What the task asks:
Count the lines below that contain the string "roof", treating uppercase and lowercase as different, and reply with the number alone.

[Entries from a point annotation set]

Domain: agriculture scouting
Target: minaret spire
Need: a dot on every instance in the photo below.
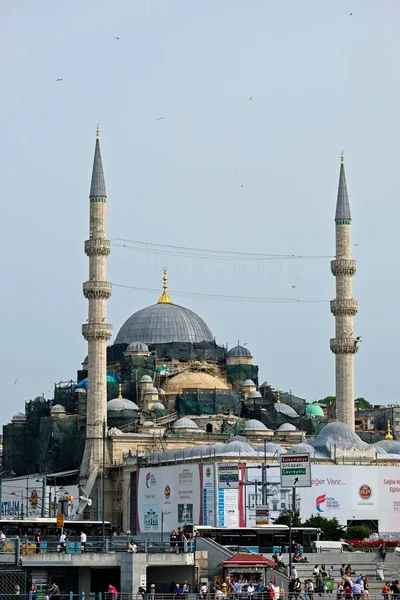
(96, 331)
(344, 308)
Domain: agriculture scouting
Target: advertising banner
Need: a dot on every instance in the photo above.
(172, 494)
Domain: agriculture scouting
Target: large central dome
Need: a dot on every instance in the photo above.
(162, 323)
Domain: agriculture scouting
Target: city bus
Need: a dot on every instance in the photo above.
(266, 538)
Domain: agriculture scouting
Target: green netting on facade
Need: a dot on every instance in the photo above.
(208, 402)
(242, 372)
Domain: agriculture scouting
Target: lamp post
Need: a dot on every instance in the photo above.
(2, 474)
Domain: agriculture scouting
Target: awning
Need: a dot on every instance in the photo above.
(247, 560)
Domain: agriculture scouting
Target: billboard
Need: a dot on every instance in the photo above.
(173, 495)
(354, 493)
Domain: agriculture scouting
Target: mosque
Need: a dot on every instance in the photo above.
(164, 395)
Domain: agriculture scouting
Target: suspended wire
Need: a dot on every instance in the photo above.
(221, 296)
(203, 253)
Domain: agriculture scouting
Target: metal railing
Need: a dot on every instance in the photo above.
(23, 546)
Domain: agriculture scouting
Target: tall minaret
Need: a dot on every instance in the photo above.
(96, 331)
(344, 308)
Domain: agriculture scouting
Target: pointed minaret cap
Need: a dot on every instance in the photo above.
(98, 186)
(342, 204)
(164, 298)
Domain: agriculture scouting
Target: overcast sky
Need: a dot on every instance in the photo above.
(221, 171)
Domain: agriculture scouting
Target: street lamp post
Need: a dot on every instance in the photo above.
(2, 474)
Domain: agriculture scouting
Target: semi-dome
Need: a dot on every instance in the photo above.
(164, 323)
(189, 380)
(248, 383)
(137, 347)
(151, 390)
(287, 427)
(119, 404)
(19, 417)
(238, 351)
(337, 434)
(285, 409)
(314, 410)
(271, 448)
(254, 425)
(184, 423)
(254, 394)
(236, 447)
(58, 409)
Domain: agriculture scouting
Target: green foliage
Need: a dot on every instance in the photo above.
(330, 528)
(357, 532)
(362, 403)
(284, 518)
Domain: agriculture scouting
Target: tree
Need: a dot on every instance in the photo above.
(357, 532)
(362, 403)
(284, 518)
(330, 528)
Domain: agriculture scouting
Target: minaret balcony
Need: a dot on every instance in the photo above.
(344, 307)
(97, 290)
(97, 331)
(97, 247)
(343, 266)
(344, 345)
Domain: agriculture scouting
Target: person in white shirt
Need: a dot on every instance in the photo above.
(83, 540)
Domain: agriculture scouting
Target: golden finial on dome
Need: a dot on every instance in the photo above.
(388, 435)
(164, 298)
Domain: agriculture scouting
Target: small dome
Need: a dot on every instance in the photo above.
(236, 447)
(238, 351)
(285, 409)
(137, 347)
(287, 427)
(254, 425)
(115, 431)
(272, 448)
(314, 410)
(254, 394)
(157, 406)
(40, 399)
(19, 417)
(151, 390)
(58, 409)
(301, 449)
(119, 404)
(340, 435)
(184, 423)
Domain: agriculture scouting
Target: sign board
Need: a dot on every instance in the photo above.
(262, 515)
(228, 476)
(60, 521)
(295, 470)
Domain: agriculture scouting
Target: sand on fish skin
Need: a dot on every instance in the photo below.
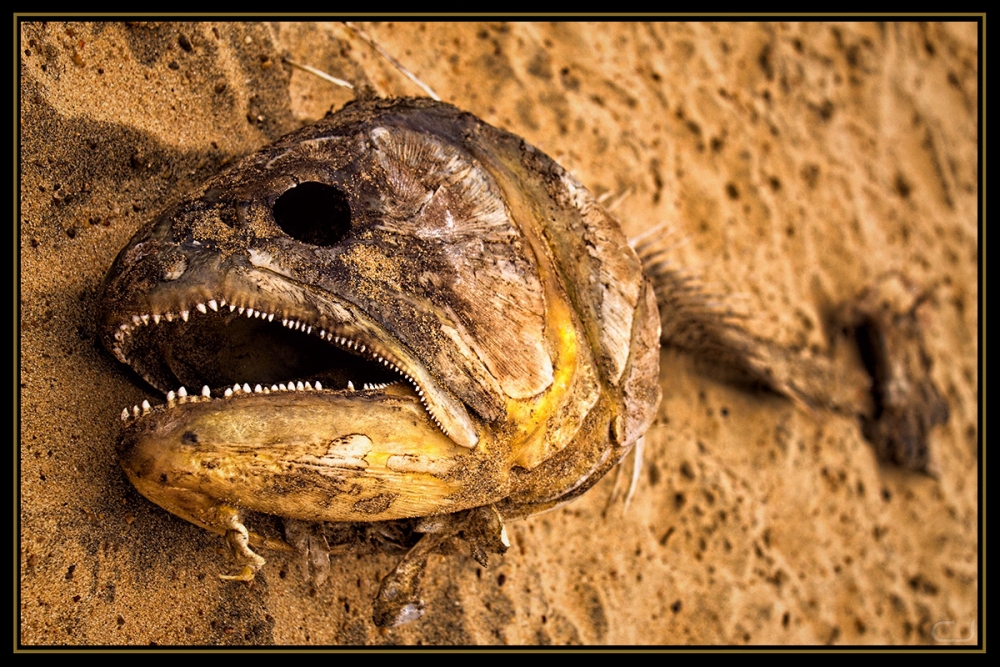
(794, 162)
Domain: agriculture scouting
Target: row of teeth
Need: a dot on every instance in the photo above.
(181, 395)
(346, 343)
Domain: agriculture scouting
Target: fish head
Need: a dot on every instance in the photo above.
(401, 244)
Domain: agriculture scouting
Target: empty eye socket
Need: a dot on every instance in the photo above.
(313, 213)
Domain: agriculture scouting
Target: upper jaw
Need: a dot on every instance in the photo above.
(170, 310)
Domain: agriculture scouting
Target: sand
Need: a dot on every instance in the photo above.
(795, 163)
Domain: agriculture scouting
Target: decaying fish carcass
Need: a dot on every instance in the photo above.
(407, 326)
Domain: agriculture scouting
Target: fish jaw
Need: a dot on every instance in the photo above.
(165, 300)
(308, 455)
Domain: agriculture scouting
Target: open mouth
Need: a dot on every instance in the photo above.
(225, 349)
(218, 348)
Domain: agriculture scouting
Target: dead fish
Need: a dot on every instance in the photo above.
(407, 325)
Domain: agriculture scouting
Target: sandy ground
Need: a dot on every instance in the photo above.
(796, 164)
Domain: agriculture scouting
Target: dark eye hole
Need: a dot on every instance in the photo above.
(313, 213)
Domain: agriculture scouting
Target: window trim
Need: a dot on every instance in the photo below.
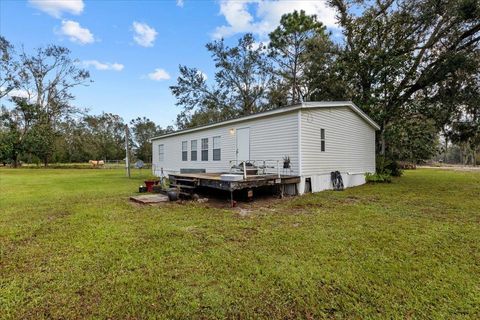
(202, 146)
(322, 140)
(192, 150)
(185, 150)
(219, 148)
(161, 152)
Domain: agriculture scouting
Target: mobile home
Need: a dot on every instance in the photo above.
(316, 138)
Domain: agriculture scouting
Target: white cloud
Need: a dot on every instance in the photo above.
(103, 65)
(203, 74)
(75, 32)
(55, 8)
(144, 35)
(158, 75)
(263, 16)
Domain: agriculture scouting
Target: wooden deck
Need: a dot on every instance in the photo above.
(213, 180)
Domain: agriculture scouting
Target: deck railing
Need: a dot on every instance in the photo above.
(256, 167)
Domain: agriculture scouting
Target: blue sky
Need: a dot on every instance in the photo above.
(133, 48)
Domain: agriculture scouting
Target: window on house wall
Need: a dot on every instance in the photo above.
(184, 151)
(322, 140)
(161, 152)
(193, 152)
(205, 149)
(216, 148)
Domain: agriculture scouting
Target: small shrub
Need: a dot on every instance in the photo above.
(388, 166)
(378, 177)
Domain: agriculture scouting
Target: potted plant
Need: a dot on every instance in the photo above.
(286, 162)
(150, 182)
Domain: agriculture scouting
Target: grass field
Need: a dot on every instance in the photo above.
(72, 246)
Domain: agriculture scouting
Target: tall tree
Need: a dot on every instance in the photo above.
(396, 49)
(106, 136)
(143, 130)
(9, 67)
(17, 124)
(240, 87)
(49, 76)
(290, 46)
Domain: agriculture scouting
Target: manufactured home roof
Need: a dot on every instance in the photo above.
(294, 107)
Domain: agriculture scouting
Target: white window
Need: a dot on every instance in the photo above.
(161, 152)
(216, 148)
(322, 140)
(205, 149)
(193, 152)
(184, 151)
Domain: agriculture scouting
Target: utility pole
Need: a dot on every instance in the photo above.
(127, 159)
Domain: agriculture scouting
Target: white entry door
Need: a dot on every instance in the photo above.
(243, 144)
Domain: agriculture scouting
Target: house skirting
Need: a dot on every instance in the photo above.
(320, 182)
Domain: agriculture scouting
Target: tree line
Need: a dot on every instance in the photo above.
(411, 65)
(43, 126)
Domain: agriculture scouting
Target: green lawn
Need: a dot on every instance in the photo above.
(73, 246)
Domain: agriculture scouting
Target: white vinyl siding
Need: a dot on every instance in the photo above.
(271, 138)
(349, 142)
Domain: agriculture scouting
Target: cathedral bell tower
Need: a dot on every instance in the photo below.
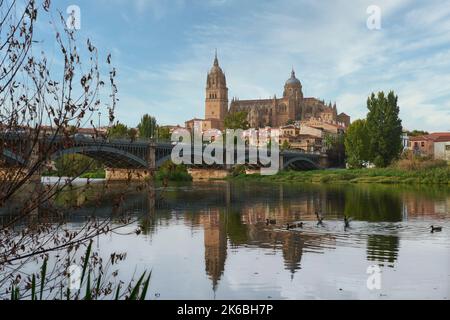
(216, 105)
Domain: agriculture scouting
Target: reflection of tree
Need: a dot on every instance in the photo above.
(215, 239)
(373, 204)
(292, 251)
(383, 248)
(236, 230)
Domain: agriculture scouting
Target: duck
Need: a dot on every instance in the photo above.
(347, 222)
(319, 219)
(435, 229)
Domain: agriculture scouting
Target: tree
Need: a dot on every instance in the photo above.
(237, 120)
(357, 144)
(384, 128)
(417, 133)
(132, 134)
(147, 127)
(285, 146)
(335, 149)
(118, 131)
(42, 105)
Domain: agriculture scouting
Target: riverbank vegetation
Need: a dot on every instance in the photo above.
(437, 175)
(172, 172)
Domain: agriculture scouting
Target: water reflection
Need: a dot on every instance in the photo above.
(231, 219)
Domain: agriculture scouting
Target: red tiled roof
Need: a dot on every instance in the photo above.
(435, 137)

Result:
2